Output the listing below verbatim.

§ **GIVEN INFORMATION**
--- START ---
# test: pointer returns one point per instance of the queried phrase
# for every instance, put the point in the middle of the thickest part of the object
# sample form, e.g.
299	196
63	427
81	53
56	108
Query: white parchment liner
--- END ---
§ **SOLUTION FOR THIS EXERCISE**
# test: pointer returns one point per instance of the queried phrase
# for every instance, put the point in the middle of the thickest part of the object
# sample form, e.g.
299	196
63	427
81	53
56	108
Query: white parchment liner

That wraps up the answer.